**Request**: Identify every line in the rows below that contains the word "after", and copy each of those lines. Case counts.

Annotation data for picture regions:
+ + + + + + +

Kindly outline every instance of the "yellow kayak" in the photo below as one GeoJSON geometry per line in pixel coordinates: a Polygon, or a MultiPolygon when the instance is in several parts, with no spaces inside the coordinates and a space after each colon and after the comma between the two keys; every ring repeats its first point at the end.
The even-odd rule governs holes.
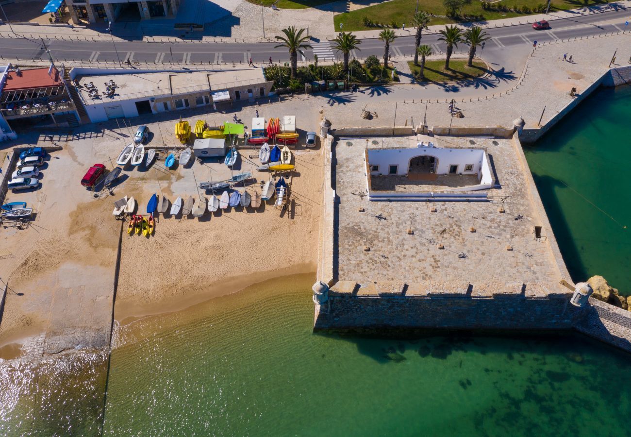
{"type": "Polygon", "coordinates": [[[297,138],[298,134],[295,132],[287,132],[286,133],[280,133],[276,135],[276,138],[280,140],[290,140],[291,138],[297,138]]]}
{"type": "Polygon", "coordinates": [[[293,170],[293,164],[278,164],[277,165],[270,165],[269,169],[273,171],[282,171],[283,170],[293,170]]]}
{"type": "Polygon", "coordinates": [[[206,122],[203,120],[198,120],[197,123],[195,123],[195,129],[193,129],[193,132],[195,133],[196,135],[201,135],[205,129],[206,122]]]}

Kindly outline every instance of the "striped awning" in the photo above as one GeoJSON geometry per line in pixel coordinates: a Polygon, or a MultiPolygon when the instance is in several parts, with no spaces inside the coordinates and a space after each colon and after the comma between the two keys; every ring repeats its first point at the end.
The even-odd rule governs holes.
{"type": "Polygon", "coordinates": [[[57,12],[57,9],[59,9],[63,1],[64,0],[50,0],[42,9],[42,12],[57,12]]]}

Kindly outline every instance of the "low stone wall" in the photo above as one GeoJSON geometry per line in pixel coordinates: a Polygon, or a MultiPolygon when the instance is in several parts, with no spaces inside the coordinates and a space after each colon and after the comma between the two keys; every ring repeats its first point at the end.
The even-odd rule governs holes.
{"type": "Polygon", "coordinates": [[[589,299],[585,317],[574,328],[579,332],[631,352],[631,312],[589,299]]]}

+ + + + + + +

**Written solution**:
Kindly outline every instance of the "yellow kayak" in the photo below as one GeoJSON geometry per line in pixel coordinates: a Polygon, or a MultiPolygon when the instance is in several parts, with no spaces inside the coordinates and a space after each colon and after the comma between the two keys; every ring repeats its first point at the end.
Kindly outline every instance of the "striped awning" in the photo above as one GeoJSON geometry per line in pixel coordinates: a Polygon, or a MultiPolygon when the instance is in several parts, with no spaces inside the coordinates and a space after each colon and after the comma between the two keys; every ring repeats its first point at the end.
Kindly outline every instance of the "low stone wall" in the photo above as one GeoJSON geometry per line in pixel coordinates: a Polygon, or a MultiPolygon when the instance is in several parts, with no spaces inside the coordinates and a space after each colon and after the comma between the two keys; every ring repeats its first point at the end.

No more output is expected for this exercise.